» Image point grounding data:
^^^^
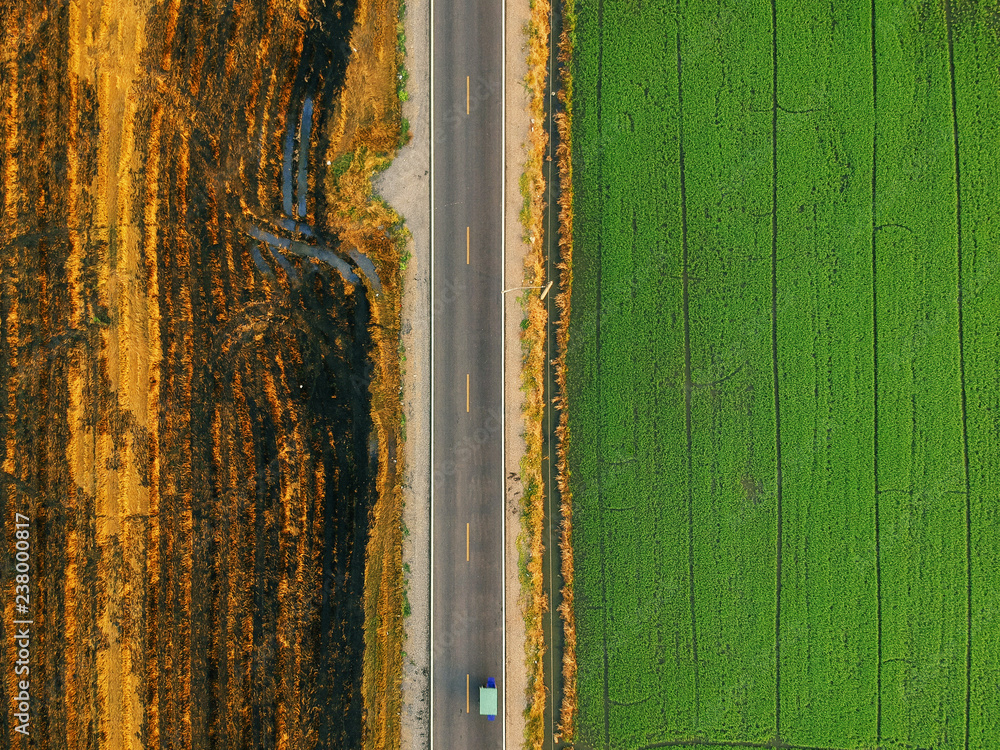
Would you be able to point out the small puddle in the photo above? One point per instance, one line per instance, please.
(304, 155)
(286, 172)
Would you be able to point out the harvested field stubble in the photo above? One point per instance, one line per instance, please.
(781, 419)
(196, 422)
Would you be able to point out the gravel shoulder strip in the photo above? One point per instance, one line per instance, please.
(517, 126)
(405, 185)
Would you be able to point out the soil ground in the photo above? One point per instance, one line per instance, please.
(405, 185)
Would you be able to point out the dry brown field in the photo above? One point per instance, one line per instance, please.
(198, 411)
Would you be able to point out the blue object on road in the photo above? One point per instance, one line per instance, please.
(488, 700)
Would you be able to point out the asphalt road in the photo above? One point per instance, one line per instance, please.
(466, 429)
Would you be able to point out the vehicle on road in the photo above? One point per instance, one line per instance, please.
(488, 699)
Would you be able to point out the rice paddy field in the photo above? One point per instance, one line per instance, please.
(784, 399)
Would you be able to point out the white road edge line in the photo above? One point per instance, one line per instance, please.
(503, 358)
(431, 556)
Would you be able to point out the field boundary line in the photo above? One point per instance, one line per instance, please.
(600, 382)
(685, 283)
(774, 365)
(961, 371)
(875, 487)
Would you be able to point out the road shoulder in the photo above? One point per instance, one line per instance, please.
(405, 185)
(517, 123)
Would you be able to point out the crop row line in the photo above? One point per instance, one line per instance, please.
(774, 744)
(948, 12)
(878, 551)
(600, 388)
(688, 383)
(774, 363)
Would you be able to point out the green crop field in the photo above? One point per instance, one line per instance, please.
(784, 373)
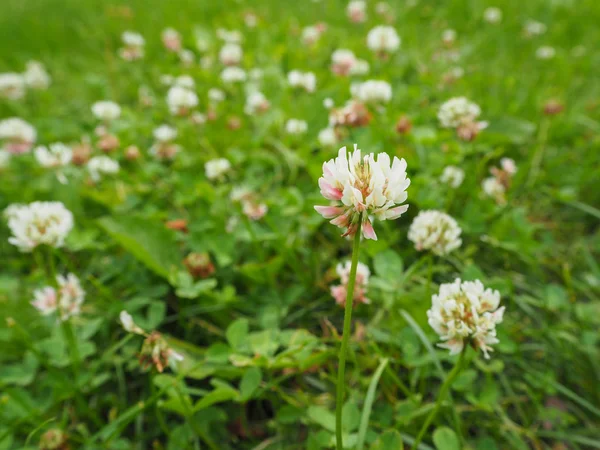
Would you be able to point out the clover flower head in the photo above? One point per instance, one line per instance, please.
(466, 312)
(363, 188)
(435, 231)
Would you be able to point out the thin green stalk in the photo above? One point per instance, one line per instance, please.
(345, 337)
(441, 395)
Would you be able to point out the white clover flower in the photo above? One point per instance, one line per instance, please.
(458, 111)
(449, 36)
(35, 75)
(256, 103)
(231, 36)
(216, 168)
(545, 52)
(55, 155)
(128, 324)
(106, 110)
(164, 133)
(492, 15)
(231, 54)
(508, 165)
(171, 39)
(466, 313)
(383, 39)
(492, 187)
(4, 159)
(67, 300)
(12, 86)
(362, 187)
(233, 75)
(372, 91)
(304, 80)
(17, 135)
(134, 44)
(534, 28)
(357, 11)
(327, 137)
(181, 100)
(296, 126)
(216, 95)
(186, 56)
(452, 176)
(339, 292)
(435, 231)
(102, 165)
(39, 223)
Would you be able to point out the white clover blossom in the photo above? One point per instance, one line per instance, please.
(492, 15)
(458, 111)
(128, 324)
(164, 133)
(383, 39)
(12, 86)
(106, 111)
(296, 127)
(545, 52)
(35, 75)
(357, 10)
(16, 135)
(233, 75)
(339, 292)
(304, 80)
(55, 155)
(362, 187)
(452, 176)
(435, 231)
(181, 100)
(102, 165)
(216, 168)
(466, 313)
(231, 54)
(327, 137)
(256, 102)
(39, 223)
(372, 91)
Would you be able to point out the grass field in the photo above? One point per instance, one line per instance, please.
(206, 306)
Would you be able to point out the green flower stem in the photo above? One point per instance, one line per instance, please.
(442, 394)
(344, 348)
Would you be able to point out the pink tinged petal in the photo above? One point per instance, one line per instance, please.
(396, 212)
(329, 212)
(368, 231)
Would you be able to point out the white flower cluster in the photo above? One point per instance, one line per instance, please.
(38, 223)
(383, 39)
(106, 111)
(16, 135)
(435, 231)
(362, 187)
(453, 176)
(102, 165)
(466, 313)
(339, 292)
(67, 299)
(304, 80)
(296, 127)
(216, 168)
(372, 91)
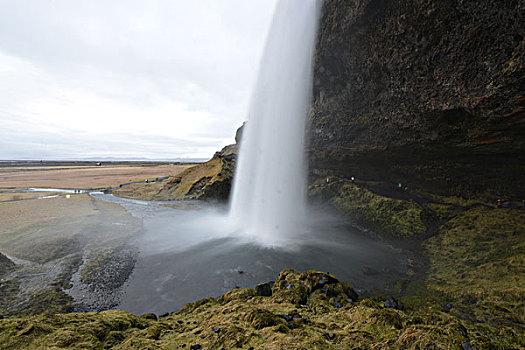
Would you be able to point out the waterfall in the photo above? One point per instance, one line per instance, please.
(268, 197)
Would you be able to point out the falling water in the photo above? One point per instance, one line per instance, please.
(268, 193)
^^^^
» Assignment:
Set down the entries shown above once more, exactly as they read, but without pictures.

» Output below:
Would you be able to point out the small puddle in the photo above? One point per instance, one line per instance, please.
(304, 155)
(286, 172)
Would you be able to point out the harvested field stubble in the photo above? One point per instance, one line per instance, please.
(781, 419)
(196, 422)
Would you be able to point out the gravel shoulder strip in the photo above? One point per instance, one line per instance, please.
(517, 126)
(405, 185)
Would you be able to point out the soil ground in the photo above? One point per instance, one line per instance, please.
(405, 185)
Would you be able to point out the dry brown field in the photo above? One point per instance, one line per instance, please.
(198, 411)
Would you be able to point out the blue object on road in the photo above? One point per instance, one line per instance, please.
(488, 700)
Would you be able to point out the asphalt road in the photo above? One point per instance, one line per instance, please.
(466, 429)
Would you be able to point out the vehicle on road in the photo above? One point per instance, one line per instance, please.
(488, 699)
Would you be able to point out the rice paddy field in the photo above? One point per instance, one line per instance, please.
(784, 399)
Would you be able to point out the white road edge line in the photo above? One point per instance, one line per instance, please.
(503, 358)
(431, 556)
Would you be able to point out the field boundary line in the photo above? One point per instance, one line per instance, please.
(600, 382)
(685, 283)
(774, 365)
(961, 371)
(875, 487)
Would you be able to point out the road shoulder in the photo above? One point per instance, one line per instance, please.
(405, 185)
(517, 123)
Would you be able to point out the crop row line in the photo above? One point per instance, one line per instance, please.
(774, 744)
(948, 12)
(878, 551)
(600, 388)
(688, 383)
(774, 363)
Would you be able to point out the green crop field in the photo above? One point per instance, one line per instance, please.
(784, 373)
Would you be able to point out the clover flower head in the photo above? One point per instance, one line per instance, please.
(466, 312)
(363, 188)
(435, 231)
Would you be able to point out the thin green stalk in the photo above? One point per instance, one line per instance, please.
(345, 337)
(441, 395)
Would you be able to point out the white clover flower in the photo above? One point per instance, one line per instance, please.
(458, 111)
(449, 36)
(35, 75)
(256, 103)
(231, 36)
(216, 168)
(545, 52)
(55, 155)
(128, 324)
(106, 110)
(164, 133)
(492, 15)
(231, 54)
(508, 165)
(171, 39)
(466, 313)
(383, 39)
(492, 187)
(4, 159)
(67, 300)
(12, 86)
(362, 187)
(233, 75)
(372, 91)
(304, 80)
(17, 135)
(134, 44)
(534, 28)
(357, 11)
(327, 137)
(181, 100)
(296, 126)
(216, 95)
(186, 56)
(452, 176)
(339, 292)
(435, 231)
(102, 165)
(39, 223)
Would you be able to point out the white clover blossom in the photo above? One point per instance, one line per instance, please.
(492, 15)
(458, 111)
(128, 324)
(164, 133)
(383, 39)
(12, 86)
(106, 111)
(296, 127)
(545, 52)
(35, 75)
(357, 10)
(16, 135)
(233, 75)
(339, 292)
(304, 80)
(55, 155)
(362, 187)
(452, 176)
(435, 231)
(181, 100)
(102, 165)
(216, 168)
(466, 313)
(231, 54)
(327, 137)
(256, 102)
(39, 223)
(372, 91)
Would you be able to point out the grass field in the photo above? One point per instance, one line per instance, please.
(206, 306)
Would you be able to point out the green flower stem in the photo above? One point per instance, one line per instance, please.
(442, 394)
(344, 348)
Would you be able to point out the pink tinged petal in the photo above? One point per instance, one line per instance, please.
(396, 212)
(329, 212)
(368, 231)
Would you be able to point out the white flower cluster in the photo above? One point per instance, one line per instance, please.
(38, 223)
(383, 39)
(106, 111)
(16, 135)
(435, 231)
(362, 187)
(453, 176)
(102, 165)
(466, 313)
(339, 292)
(67, 299)
(304, 80)
(296, 127)
(216, 168)
(372, 91)
Would you be able to point out the waterfall in the photo above? One point per instance, one line per instance, please.
(268, 197)
Would you be able to point out the falling water in the photo above? One point per instance, one line per instance, please.
(268, 193)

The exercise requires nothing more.